[Location annotation excerpts]
-- begin --
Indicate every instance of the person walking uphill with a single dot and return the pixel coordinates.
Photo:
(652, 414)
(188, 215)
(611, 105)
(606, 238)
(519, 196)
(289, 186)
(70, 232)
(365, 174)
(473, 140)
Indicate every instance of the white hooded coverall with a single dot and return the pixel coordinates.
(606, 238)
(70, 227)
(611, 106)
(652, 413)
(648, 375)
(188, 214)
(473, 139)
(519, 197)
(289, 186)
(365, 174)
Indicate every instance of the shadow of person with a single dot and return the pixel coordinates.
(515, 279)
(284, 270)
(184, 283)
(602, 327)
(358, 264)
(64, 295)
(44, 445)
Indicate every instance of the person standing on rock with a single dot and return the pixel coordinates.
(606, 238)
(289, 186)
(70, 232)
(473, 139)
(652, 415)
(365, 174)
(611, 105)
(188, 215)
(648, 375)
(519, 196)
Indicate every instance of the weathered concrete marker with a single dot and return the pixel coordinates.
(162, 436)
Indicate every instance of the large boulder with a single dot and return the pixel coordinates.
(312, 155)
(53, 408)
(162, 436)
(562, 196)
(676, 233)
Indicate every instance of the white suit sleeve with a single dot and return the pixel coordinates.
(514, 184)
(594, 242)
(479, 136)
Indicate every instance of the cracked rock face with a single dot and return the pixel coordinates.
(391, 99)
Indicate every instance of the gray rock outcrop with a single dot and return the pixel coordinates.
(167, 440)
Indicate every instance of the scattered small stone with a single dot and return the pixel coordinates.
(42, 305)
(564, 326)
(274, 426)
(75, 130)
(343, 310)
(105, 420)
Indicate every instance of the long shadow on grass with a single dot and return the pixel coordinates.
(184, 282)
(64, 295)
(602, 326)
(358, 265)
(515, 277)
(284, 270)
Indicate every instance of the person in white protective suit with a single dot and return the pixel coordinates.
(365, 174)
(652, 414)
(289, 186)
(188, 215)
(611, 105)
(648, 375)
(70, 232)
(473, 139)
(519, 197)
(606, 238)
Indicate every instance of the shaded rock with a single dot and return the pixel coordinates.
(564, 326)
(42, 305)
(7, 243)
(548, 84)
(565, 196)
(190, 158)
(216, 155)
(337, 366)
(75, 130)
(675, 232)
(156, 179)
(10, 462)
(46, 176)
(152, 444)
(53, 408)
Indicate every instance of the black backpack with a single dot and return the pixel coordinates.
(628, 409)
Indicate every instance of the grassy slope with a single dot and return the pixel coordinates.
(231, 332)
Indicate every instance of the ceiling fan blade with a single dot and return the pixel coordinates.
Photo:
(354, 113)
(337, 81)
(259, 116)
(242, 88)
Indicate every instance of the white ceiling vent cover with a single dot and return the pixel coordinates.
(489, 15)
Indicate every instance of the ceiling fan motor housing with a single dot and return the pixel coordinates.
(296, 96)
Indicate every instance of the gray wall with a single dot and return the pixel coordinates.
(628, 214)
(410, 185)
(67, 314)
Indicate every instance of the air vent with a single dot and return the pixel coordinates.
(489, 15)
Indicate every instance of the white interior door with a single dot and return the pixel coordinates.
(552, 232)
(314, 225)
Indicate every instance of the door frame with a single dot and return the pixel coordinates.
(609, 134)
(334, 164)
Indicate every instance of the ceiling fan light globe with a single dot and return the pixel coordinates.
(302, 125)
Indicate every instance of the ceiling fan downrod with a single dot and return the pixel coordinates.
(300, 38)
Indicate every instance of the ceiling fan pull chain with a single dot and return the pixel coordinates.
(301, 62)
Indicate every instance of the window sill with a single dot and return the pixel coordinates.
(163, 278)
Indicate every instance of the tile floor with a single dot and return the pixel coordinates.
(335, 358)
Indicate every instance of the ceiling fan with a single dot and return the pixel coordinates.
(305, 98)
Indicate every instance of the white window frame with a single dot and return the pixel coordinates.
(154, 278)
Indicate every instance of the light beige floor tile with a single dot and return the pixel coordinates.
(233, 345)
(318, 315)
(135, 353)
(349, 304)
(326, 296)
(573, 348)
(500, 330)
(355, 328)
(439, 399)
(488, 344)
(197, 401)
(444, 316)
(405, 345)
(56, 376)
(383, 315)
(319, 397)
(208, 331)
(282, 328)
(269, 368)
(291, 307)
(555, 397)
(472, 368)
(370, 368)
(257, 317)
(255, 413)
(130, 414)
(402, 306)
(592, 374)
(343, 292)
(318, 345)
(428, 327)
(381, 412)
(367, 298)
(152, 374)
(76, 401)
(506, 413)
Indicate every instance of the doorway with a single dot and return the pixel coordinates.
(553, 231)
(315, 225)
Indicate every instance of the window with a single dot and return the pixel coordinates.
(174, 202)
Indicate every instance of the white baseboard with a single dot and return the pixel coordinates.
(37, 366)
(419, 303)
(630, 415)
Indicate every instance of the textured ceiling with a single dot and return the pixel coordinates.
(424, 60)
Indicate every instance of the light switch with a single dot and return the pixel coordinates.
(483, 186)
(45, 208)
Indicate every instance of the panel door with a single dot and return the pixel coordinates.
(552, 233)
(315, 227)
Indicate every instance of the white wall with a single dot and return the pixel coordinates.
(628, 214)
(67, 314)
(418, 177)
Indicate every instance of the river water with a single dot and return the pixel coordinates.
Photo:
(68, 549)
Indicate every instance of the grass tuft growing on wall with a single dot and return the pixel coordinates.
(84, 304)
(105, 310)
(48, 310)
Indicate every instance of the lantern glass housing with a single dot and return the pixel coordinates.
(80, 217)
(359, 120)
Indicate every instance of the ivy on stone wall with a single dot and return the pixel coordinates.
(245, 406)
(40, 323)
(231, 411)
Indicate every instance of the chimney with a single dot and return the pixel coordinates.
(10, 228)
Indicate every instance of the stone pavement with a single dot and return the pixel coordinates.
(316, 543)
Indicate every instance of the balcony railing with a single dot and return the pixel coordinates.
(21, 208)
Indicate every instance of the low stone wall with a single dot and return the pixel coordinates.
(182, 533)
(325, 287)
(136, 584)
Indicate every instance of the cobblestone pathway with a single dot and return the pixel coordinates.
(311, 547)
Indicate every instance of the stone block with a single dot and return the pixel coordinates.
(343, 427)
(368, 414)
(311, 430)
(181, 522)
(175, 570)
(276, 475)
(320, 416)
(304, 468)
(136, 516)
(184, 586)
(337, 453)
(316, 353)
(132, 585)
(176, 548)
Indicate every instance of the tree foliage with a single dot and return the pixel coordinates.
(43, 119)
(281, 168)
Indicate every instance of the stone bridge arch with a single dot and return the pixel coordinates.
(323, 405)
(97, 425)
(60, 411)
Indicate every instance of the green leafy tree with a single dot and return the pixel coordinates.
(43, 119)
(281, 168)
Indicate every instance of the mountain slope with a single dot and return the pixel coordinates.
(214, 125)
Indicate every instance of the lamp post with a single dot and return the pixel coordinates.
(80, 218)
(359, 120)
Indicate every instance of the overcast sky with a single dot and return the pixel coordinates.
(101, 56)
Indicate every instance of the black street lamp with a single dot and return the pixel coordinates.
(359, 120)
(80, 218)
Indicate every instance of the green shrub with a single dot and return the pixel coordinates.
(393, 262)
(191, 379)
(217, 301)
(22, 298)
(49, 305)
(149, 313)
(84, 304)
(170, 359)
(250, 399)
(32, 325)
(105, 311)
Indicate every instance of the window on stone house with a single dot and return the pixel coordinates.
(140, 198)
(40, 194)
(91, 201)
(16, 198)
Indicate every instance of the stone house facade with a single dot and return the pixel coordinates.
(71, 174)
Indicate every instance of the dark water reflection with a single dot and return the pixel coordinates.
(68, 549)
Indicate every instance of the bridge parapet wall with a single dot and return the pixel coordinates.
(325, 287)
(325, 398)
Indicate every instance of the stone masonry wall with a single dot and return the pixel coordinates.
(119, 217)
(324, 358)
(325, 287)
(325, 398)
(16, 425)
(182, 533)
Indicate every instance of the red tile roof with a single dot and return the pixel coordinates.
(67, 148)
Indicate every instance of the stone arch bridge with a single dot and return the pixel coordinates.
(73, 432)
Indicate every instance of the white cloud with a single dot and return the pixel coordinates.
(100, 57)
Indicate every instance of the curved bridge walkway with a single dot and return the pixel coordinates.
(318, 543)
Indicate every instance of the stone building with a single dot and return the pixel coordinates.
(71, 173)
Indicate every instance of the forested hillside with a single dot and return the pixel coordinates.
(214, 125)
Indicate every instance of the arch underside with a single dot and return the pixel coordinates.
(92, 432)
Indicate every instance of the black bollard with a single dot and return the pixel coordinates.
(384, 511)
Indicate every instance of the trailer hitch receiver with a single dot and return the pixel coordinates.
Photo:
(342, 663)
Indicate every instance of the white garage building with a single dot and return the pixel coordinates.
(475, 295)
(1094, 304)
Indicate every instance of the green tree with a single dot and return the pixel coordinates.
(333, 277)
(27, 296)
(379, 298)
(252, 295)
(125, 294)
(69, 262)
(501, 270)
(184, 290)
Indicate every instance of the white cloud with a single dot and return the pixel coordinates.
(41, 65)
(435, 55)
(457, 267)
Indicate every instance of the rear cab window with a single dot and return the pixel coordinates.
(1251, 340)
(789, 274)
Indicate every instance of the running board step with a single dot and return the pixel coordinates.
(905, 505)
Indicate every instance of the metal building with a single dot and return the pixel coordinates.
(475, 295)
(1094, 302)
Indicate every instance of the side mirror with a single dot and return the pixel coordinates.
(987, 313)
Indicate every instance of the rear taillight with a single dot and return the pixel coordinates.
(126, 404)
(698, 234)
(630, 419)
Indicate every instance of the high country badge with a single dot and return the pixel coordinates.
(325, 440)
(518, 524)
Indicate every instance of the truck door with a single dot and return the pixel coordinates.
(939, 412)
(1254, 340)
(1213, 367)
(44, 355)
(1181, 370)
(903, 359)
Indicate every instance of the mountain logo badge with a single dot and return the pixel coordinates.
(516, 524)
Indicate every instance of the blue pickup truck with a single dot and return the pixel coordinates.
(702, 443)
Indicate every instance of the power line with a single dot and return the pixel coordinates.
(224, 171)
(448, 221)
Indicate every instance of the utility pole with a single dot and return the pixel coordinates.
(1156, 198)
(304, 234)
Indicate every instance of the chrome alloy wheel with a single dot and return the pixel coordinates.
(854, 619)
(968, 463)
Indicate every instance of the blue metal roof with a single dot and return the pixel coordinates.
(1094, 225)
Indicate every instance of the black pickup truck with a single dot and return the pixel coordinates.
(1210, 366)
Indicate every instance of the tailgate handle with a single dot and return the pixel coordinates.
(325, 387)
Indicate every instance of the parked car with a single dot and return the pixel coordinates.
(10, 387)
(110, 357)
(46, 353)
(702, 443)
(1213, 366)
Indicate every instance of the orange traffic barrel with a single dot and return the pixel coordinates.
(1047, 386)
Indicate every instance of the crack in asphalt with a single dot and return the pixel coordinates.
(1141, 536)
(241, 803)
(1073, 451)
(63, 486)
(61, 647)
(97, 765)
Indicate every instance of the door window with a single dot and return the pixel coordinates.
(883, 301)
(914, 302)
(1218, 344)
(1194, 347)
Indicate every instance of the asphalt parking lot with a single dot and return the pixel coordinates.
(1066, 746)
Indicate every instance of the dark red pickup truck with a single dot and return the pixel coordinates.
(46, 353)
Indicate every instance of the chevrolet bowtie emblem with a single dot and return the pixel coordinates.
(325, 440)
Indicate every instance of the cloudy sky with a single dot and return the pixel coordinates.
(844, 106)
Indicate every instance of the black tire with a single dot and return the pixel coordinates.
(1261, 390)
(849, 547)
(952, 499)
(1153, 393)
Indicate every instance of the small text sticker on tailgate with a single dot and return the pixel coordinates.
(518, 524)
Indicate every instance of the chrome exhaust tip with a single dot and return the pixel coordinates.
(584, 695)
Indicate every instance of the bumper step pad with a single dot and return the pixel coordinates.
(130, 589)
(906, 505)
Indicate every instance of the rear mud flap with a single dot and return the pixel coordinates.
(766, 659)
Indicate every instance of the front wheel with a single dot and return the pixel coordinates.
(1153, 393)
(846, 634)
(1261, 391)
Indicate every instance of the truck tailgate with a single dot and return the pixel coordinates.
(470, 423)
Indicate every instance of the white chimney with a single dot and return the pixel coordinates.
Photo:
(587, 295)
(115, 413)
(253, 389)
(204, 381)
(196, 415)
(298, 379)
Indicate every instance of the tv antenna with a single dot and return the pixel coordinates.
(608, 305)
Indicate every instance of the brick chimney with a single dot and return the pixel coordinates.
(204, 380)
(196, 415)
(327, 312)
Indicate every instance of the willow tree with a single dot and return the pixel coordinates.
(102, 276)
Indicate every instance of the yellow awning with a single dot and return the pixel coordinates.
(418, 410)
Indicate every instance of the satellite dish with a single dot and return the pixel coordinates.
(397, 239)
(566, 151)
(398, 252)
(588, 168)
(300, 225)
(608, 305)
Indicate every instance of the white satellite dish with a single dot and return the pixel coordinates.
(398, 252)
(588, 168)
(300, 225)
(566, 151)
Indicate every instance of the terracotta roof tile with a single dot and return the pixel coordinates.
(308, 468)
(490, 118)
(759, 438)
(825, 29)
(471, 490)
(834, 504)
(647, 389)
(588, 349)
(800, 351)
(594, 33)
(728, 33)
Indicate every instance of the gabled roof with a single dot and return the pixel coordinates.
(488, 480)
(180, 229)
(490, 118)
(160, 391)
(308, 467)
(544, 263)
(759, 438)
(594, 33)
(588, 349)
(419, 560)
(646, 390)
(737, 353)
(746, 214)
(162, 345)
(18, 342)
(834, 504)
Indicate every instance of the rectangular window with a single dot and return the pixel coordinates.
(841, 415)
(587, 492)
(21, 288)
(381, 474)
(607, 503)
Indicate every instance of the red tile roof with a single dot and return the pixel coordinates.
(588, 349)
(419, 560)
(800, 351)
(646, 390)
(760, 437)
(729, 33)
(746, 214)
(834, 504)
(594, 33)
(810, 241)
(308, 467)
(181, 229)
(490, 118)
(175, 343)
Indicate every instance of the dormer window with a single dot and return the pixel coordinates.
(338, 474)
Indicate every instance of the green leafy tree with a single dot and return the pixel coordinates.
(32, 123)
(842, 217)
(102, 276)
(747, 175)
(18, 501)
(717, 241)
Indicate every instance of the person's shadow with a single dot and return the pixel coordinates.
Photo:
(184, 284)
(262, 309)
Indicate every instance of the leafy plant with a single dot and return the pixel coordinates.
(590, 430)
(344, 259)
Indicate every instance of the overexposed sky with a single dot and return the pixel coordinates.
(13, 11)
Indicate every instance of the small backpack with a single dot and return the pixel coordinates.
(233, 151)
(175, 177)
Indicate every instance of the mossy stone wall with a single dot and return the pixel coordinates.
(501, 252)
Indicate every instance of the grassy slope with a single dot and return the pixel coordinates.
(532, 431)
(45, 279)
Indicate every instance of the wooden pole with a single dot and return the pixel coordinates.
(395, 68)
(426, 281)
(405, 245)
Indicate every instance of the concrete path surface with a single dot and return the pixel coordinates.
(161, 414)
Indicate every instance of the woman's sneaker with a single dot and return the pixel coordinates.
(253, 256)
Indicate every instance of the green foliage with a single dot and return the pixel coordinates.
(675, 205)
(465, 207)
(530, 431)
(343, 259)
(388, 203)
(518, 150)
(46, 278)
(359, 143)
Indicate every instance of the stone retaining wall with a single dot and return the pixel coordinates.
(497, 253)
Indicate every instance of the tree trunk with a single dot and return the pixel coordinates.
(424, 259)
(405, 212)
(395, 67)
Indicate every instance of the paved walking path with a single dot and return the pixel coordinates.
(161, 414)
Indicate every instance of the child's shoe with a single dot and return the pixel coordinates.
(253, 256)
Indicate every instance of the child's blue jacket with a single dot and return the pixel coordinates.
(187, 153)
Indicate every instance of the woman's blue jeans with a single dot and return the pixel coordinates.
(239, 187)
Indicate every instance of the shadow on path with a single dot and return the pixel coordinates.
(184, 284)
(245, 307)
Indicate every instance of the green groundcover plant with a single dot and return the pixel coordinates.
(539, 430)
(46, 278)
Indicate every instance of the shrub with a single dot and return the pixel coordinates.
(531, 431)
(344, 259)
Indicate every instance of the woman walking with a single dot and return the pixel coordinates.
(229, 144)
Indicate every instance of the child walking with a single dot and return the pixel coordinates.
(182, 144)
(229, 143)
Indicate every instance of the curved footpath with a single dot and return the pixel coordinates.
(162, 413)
-- end --
--- PROBLEM TO SOLVE ---
Change "shrub" to "bush" in everything from the line containing "Indicate every instance of the green groundcover" down to the end of the listing, and give those lines back with nothing else altered.

--- THE REPLY ---
Indicate every instance of the green groundcover plant with a single dot and return the pixel coordinates.
(539, 430)
(46, 278)
Indicate every instance of the bush with a single dot and return the pixel coordinates.
(531, 431)
(344, 259)
Indicate every instance of the woman walking with a single dot and return the pixel coordinates.
(229, 144)
Indicate every instance of the child walking with a single dot and return the pixel coordinates.
(182, 144)
(229, 143)
Indicate every instance of the curved footpath with a single dot and return the pixel coordinates.
(162, 413)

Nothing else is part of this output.